Task instructions. Word for word, set down the entries that follow.

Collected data
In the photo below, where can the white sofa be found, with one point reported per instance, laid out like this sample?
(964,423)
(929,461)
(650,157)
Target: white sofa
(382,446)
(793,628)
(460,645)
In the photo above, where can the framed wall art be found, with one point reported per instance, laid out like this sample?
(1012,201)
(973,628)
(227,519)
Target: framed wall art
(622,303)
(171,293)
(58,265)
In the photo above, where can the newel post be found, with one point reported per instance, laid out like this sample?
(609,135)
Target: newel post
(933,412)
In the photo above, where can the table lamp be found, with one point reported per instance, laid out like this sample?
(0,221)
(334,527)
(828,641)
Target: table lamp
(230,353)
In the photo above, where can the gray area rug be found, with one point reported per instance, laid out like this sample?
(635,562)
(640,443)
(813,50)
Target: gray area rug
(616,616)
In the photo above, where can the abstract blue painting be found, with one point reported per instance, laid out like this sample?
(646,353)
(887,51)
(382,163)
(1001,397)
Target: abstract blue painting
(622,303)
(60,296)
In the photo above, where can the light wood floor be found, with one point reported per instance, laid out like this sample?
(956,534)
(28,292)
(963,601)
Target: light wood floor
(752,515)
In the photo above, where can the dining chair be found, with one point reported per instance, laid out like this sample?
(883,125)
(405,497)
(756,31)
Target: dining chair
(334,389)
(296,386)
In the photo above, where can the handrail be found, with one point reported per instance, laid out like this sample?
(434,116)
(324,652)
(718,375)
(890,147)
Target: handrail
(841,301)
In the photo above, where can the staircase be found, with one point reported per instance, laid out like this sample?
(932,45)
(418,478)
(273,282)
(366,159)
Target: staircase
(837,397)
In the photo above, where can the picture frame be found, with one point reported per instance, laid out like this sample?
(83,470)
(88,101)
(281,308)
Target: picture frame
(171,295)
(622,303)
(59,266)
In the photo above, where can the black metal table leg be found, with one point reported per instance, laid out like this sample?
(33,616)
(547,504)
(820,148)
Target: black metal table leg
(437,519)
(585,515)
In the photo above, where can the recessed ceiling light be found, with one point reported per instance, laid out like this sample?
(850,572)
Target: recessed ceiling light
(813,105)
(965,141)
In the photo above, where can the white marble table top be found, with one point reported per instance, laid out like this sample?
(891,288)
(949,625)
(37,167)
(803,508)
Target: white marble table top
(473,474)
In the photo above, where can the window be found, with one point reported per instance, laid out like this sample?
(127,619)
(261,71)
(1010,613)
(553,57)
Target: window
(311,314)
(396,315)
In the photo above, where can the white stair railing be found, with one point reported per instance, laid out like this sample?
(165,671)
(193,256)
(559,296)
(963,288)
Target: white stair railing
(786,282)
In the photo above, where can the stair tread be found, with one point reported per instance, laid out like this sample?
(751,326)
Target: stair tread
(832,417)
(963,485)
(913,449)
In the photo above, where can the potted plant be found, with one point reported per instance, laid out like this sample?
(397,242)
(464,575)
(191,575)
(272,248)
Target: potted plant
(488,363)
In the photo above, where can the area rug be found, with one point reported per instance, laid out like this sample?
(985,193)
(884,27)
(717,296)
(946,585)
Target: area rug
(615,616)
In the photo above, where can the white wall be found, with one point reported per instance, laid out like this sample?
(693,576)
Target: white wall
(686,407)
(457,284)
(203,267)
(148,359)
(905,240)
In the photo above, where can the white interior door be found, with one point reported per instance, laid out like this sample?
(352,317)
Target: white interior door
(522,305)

Task answer.
In the photo below, where can the white sofa be found, with one point reported per instance, laid out like this sample?
(964,423)
(929,461)
(650,157)
Target: white sofa
(382,446)
(793,628)
(460,645)
In the photo above, where can the framed wall art be found, with one point reported per instance, laid out like this sample?
(1012,201)
(973,628)
(227,519)
Target: framed wall art
(622,303)
(171,293)
(58,265)
In the photo above, where can the newel post be found, with one point reported per instance, laid out like this sample?
(609,135)
Target: newel post
(933,412)
In the photo above, where can the table lamp be found, with one point reported per instance, laid out like this sample?
(0,221)
(334,527)
(828,641)
Target: table lamp
(230,353)
In the photo above, where can the gray area rug be found, with one point reported per instance, laid out like this sample?
(635,562)
(640,443)
(813,50)
Target: gray area rug
(616,616)
In the photo above, where can the abstract blue painting be found, with one point reported per instance, laid out like this sample?
(646,353)
(887,51)
(382,163)
(1001,397)
Target: abstract blue painting
(622,303)
(60,296)
In the photo above, where can the light wood floor be found, with one point reported per instance, laid out like this sample?
(956,534)
(28,292)
(963,601)
Target: light wood floor
(752,515)
In the photo above, where can the dining chair be found, with one point reported per instance, laid out like this sample?
(883,125)
(405,497)
(756,31)
Target: dining chair
(334,389)
(296,386)
In the photo above, where can the handrail be found, with one point reported per instance, laid out like this sample?
(434,116)
(324,652)
(718,375)
(890,147)
Target: handrail
(841,301)
In the photo above, where can the staircase be found, with one point reported per instance, laid out like this sample?
(932,45)
(418,478)
(273,282)
(366,159)
Target: staircase
(837,397)
In the photo above, where can the picture frame be found, with one point reported per instance, laid out like this sample?
(83,470)
(88,101)
(281,308)
Target: picture frame
(171,295)
(622,303)
(59,266)
In the photo above, where can the black metal table leg be found, with one point reported per instance, laid out like this sample?
(33,616)
(547,504)
(820,148)
Target: black metal table leg
(437,519)
(585,515)
In the photo above, where can the recessed ceiling light be found, with one point reported per instance, laid out like this sample?
(850,572)
Target: recessed ceiling light
(813,105)
(965,141)
In the photo above, where can the white marble table top be found, with one point reported per instance, laid out like this sample?
(891,288)
(949,625)
(37,167)
(803,508)
Target: white marble table top
(473,474)
In the photo above, where can the window be found, with one point reported per instance, laid out like this sample?
(127,619)
(261,71)
(1010,613)
(553,57)
Target: window
(311,314)
(396,315)
In the photo above, where can the white stair railing be found, with one point reported per instance, laid out like this sample?
(165,671)
(193,256)
(559,296)
(963,288)
Target: white stair railing
(786,282)
In the photo above, where can the stair tread be found, with one point reported per instance, laid out like this sample?
(751,326)
Target: stair tread
(832,417)
(963,485)
(913,449)
In the photo above, where can the potted plant be found, with one point reported per instance, laid out like this sample?
(397,242)
(464,575)
(191,575)
(272,248)
Target: potted plant
(488,363)
In the photo above, where can the area rug be found, with one point reported per instance, laid out like this sample?
(985,193)
(884,27)
(717,296)
(946,585)
Target: area rug
(615,616)
In the photo above, where can the white wall be found, with one point reported per instance, laid out like this sample?
(693,576)
Target: white wall
(686,407)
(457,284)
(203,267)
(148,359)
(905,240)
In the photo above, where can the white interior door be found, with one point reported per instance, laid out like this sample?
(352,317)
Target: white interior door
(522,305)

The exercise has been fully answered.